→ About this task:
Start with the line containing "</instance>" and write out each line through the end of the listing, exactly as given.

→ Source records:
────────────────
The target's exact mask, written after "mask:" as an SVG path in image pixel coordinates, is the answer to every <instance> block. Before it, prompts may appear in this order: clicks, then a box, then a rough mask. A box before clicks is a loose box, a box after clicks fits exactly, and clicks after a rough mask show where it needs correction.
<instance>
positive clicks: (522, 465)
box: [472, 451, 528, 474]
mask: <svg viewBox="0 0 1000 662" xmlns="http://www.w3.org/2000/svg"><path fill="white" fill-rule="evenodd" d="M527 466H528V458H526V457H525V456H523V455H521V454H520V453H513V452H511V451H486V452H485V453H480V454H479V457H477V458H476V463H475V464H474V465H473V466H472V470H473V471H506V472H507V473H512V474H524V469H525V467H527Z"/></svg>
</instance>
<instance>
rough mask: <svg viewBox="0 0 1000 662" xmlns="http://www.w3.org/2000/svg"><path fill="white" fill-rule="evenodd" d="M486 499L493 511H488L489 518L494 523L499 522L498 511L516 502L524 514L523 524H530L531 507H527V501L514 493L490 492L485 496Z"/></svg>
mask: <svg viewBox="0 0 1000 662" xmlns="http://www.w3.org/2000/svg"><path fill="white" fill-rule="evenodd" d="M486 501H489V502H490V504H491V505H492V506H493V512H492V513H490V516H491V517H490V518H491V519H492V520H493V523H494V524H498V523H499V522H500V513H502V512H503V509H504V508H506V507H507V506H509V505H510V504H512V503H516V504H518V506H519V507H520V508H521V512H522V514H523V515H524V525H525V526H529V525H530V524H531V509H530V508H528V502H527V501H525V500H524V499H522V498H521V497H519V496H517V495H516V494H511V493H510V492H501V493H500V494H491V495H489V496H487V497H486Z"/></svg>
────────────────
→ Result of the task:
</instance>
<instance>
rough mask: <svg viewBox="0 0 1000 662" xmlns="http://www.w3.org/2000/svg"><path fill="white" fill-rule="evenodd" d="M486 499L493 511H488L489 518L494 523L499 522L498 511L516 502L524 514L523 524H530L531 507H527V501L514 493L490 492L485 496Z"/></svg>
mask: <svg viewBox="0 0 1000 662" xmlns="http://www.w3.org/2000/svg"><path fill="white" fill-rule="evenodd" d="M486 501H489V502H490V504H491V505H492V506H493V512H492V513H490V516H491V517H490V518H491V519H492V520H493V523H494V524H498V523H499V522H500V513H502V512H503V509H504V508H506V507H507V506H509V505H510V504H512V503H516V504H518V506H519V507H520V508H521V512H522V514H523V515H524V525H525V526H529V525H530V524H531V509H530V508H528V502H527V501H525V500H524V499H522V498H521V497H519V496H517V495H516V494H511V493H510V492H501V493H500V494H491V495H489V496H487V497H486Z"/></svg>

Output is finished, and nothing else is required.